• Required task:
Output all the material that follows, exactly as given.

• Exercise input:
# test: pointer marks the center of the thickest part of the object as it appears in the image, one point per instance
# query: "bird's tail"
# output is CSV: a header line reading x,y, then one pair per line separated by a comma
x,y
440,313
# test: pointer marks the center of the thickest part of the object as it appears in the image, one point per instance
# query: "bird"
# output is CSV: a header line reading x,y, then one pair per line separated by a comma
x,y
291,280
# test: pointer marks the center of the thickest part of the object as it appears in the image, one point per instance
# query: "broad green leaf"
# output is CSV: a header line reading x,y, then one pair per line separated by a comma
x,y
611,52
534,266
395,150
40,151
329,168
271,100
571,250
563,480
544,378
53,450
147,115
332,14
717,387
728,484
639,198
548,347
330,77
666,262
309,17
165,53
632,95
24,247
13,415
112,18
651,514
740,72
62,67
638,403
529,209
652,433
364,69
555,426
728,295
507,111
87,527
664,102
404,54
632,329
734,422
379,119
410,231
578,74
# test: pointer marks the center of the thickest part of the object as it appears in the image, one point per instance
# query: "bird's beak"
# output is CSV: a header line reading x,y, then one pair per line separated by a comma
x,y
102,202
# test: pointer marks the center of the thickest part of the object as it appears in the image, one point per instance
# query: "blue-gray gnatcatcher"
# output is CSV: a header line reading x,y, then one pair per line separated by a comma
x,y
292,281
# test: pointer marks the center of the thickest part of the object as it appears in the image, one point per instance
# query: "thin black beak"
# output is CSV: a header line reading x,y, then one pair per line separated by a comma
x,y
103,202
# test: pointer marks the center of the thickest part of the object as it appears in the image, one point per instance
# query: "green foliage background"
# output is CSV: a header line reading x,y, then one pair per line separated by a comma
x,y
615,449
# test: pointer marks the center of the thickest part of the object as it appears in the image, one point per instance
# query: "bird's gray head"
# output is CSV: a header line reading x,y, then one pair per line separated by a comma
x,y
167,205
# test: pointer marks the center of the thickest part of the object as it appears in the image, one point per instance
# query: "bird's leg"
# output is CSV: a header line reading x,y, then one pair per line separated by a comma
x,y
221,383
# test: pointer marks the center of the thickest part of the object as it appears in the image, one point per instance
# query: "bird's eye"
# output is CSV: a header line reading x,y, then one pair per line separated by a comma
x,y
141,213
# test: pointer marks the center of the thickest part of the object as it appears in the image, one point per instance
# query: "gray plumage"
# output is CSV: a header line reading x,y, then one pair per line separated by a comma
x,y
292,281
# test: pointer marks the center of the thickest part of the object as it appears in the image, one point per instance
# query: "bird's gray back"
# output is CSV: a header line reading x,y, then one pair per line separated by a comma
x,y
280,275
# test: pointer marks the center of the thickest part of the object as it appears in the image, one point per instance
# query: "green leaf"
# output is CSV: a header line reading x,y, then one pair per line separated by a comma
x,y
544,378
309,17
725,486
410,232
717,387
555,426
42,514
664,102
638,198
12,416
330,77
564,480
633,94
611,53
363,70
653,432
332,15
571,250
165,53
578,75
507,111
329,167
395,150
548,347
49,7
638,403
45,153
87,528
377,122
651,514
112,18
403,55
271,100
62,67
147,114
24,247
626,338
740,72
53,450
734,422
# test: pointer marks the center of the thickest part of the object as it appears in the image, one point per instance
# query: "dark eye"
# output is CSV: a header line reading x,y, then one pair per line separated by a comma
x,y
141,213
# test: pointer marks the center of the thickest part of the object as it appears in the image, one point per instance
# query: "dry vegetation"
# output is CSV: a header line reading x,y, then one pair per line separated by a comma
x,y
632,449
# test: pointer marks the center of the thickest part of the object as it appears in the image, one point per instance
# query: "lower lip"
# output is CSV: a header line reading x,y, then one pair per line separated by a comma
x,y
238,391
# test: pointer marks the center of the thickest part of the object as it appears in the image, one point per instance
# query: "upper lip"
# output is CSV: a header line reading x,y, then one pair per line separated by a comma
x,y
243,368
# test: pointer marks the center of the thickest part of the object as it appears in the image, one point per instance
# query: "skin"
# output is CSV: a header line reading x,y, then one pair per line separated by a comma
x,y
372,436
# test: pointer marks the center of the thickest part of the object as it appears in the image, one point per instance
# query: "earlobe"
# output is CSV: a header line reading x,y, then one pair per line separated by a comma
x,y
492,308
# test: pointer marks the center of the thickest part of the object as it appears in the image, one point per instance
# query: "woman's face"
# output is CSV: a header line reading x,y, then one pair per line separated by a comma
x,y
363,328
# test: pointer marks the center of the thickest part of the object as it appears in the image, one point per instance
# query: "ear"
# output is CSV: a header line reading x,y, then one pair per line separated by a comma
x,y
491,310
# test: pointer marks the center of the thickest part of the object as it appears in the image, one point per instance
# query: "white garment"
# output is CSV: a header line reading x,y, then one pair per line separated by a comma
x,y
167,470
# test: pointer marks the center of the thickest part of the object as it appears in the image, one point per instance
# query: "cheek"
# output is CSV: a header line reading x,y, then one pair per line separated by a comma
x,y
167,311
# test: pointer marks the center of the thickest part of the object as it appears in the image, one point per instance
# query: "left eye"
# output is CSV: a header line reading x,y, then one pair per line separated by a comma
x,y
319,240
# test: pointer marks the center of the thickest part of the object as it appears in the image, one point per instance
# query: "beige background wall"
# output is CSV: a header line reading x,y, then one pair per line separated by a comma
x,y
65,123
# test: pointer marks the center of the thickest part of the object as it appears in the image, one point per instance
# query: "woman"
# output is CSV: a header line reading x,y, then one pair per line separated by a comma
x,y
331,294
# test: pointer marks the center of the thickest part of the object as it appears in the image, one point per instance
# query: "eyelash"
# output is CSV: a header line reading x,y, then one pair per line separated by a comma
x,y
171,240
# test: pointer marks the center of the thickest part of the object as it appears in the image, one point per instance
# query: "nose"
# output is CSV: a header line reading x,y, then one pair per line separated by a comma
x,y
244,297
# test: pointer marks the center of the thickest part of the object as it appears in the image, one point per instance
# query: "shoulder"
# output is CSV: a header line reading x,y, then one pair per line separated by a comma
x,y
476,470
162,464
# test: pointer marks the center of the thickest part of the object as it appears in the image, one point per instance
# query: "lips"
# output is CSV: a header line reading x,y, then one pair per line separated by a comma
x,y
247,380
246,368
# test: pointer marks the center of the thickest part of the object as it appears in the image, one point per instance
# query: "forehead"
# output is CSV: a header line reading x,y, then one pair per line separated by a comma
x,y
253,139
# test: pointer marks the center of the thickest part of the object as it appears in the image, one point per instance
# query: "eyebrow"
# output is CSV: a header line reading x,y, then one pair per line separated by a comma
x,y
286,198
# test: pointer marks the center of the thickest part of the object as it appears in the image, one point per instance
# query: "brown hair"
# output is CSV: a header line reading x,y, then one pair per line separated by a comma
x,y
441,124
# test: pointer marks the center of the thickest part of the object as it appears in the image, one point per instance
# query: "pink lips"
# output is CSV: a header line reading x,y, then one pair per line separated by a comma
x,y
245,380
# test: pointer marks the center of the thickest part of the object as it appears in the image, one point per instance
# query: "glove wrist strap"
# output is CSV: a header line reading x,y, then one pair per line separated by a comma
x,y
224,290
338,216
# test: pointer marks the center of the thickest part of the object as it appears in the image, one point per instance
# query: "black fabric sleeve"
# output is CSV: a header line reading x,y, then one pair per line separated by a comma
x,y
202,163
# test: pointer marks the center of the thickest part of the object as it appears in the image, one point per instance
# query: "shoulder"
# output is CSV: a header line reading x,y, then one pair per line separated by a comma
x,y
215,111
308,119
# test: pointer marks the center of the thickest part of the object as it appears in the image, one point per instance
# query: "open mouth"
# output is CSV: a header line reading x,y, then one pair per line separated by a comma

• Exercise response:
# test: pointer marks the center of the thickest part of the object as it appears in the image, one point per instance
# query: "bird's tail"
# output is CSV: a header line reading x,y, then one pair per line separated by a comma
x,y
440,313
# test: pointer marks the center of the thickest part of the object as it appears in the image, one point per instance
# query: "bird"
# output is CSV: a header line reading x,y, then one pair per line separated by a comma
x,y
291,280
# test: pointer marks the center of the thickest part of the object as it appears in the image, one point per instance
# query: "broad green leaf"
# output is CSV: a header line reading x,y, then one pair per line separated by a comma
x,y
611,52
534,266
395,150
40,151
329,168
271,100
571,250
563,480
544,378
53,450
147,115
332,14
717,387
728,484
639,198
548,347
330,77
666,262
309,17
165,53
632,95
24,247
13,415
112,18
651,514
740,72
62,67
638,403
529,209
652,433
364,69
555,426
728,295
507,111
87,527
664,102
404,54
632,329
734,422
379,119
410,231
578,74
# test: pointer marks the center of the thickest part of the object as it appears in the image, one point per instance
# query: "bird's beak"
# output is CSV: a header line reading x,y, then one pair per line separated by a comma
x,y
102,202
# test: pointer marks the center of the thickest part of the object as it appears in the image, one point per instance
# query: "blue-gray gnatcatcher"
# output is CSV: a header line reading x,y, then one pair per line separated by a comma
x,y
292,281
# test: pointer marks the center of the thickest part of the object as it appears in the image, one point per instance
# query: "thin black beak"
# output is CSV: a header line reading x,y, then one pair per line separated by a comma
x,y
103,202
# test: pointer marks the center of the thickest part of the object as it appears in the image, one point per instance
# query: "green foliage background"
# output is CSV: a header line reading x,y, then one pair per line separated by a comma
x,y
615,449
# test: pointer marks the center of the thickest part of the object as it appears in the image, one point per instance
# query: "bird's gray head"
# output is CSV: a header line reading x,y, then one pair per line separated by a comma
x,y
167,205
# test: pointer marks the center of the thickest part of the object as it appears in the image, one point per instance
# query: "bird's leg"
# output is CSV: a header line reading x,y, then one pair per line separated by a comma
x,y
221,383
# test: pointer marks the center of the thickest part of the object as it appears in the image, one point per instance
# query: "bird's eye"
# output is CSV: a header line reading x,y, then one pair per line separated by a comma
x,y
141,213
# test: pointer marks the center of the thickest part of the object as it appears in the image, one point per instance
# query: "gray plumage"
# output is CSV: a header line reading x,y, then one pair per line separated by a comma
x,y
292,281
# test: pointer marks the center of the thickest part of the object as it appears in the image, one point per instance
# query: "bird's gray back"
# output is CSV: a header line reading x,y, then one pair per line separated by a comma
x,y
280,275
# test: pointer marks the center of the thickest part of the object as it appears in the image, one point per instance
# query: "green leaf"
# output is CSV: a header line reading x,y, then one pair per line separated by a comma
x,y
544,378
309,17
725,486
410,232
717,387
555,426
42,514
664,102
638,198
12,416
330,77
564,480
633,94
611,53
363,70
653,432
332,15
571,250
165,53
578,75
507,111
329,167
395,150
548,347
49,7
638,403
45,153
87,528
377,122
651,514
112,18
403,55
271,100
62,67
147,114
24,247
626,338
740,72
53,450
734,422
# test: pointer marks the center of the thickest part of the object as it appears in the image, one point per instance
# query: "dark eye"
# output is CSV: a header line reading x,y, then one pair per line separated by a comma
x,y
141,213
# test: pointer marks the center of the thickest part of the object as it appears in the image, one point per instance
# query: "dry vegetation"
# output is CSV: a header line reading x,y, then one pair per line separated by a comma
x,y
632,449
# test: pointer marks the center of the thickest part of the object as it appears in the image, one point per instance
# query: "lower lip"
# output is CSV: a header line reading x,y, then one pair per line separated by a comma
x,y
238,391
# test: pointer marks the center of the thickest part of the object as it appears in the image, one point per instance
# query: "upper lip"
# output is CSV: a header line reading x,y, then one pair per line separated by a comma
x,y
243,368
# test: pointer marks the center of the thickest part of the object as it appears in the image, one point per instance
# query: "skin"
# output is CSV: a header line reading x,y, then one pair per line separated by a comma
x,y
372,436
# test: pointer marks the center of the thickest part of the object as it appears in the image, one point per instance
# query: "earlobe"
# output is CSV: a header line reading x,y, then one pair per line separated by a comma
x,y
492,308
# test: pointer marks the center of the thickest part of the object as it appears in the image, one point per instance
# query: "woman's face"
# output is CSV: a header line reading x,y, then one pair per line separated by a comma
x,y
363,328
# test: pointer marks the center of the thickest part of the object as it appears in the image, one point per instance
# query: "ear"
# output is CSV: a header line reading x,y, then one pair per line separated by a comma
x,y
491,310
# test: pointer marks the center of the thickest part of the object as it appears in the image, one point per instance
# query: "white garment"
# output is CSV: a header line reading x,y, then one pair per line separated by a comma
x,y
167,470
# test: pointer marks the center of the thickest part of the object as it appears in the image, one point per instance
# query: "cheek"
# output is CSV: a header line reading x,y, then one pair per line separated by a comma
x,y
167,311
# test: pointer marks the center of the thickest part of the object as it appears in the image, one point per instance
# query: "left eye"
# output is CSV: a header line reading x,y, then one pair per line separated by a comma
x,y
319,240
# test: pointer marks the center of the thickest part of the object as it appears in the image, one point per instance
# query: "beige background wall"
# output is CSV: a header line reading x,y, then one pair per line separated by a comma
x,y
65,123
# test: pointer marks the center of the thickest part of the object as it appears in the image, one point per instance
# query: "woman"
# output is CSV: a header line reading x,y, then one pair per line separated by a comma
x,y
331,294
# test: pointer marks the center of the thickest part of the object as it appears in the image, one point per instance
# query: "eyelash"
# output is CSV: a header line reading x,y, then one pair per line separated by a comma
x,y
171,240
# test: pointer marks the center of the thickest part of the object as it appears in the image, one point per instance
# query: "nose"
# output is CSV: a header line reading x,y, then one pair per line separated by a comma
x,y
244,297
# test: pointer marks the center of the thickest part of the object as it appears in the image, one point per instance
# query: "shoulder"
# output is CSV: a header line reading x,y, then one pair per line separated by a comma
x,y
476,470
162,464
# test: pointer marks the center of the thickest part of the object as it appears in the image, one point per instance
# query: "lips"
# output is CSV: a header line reading x,y, then one pair per line separated by a comma
x,y
247,380
246,368
# test: pointer marks the center of the thickest part of the object as it appears in the image, one point per instance
# query: "forehead"
# output is CSV: a header line reading x,y, then one pair per line separated by a comma
x,y
253,139
# test: pointer marks the center of the thickest part of the object as it appears in the image, one point per instance
# query: "eyebrow"
# output is CSV: a header line reading x,y, then one pair per line separated by a comma
x,y
286,198
# test: pointer marks the center of the thickest part of the object as it appears in the image, one point per instance
# query: "brown hair"
# output is CSV: a header line reading x,y, then one pair per line separated by a comma
x,y
441,124
# test: pointer marks the center of the thickest part of the object as it appears in the image, one point per instance
# query: "pink lips"
# output is CSV: a header line reading x,y, then one pair per line separated by a comma
x,y
245,380
# test: pointer marks the center of the thickest part of the object as it appears in the image, one point per instance
# query: "glove wrist strap"
# output is CSV: a header line reading x,y, then one pair per line separated by a comma
x,y
224,290
338,216
# test: pointer marks the center of the thickest part of the object as it appears in the image, one point per instance
# query: "black fabric sleeve"
# output is CSV: a header line reading x,y, then one pair per line separated by a comma
x,y
202,163
# test: pointer marks the center of the thickest part of the object as it appears in the image, one point per instance
# query: "shoulder"
# output is CSV: a header line reading x,y, then one pair per line separated by a comma
x,y
215,111
308,119
# test: pointer marks the center of the thickest part of the object as it appears in the image, one point per instance
# query: "open mouth"
# output is CSV: a header line reading x,y, then one pair per line separated by a comma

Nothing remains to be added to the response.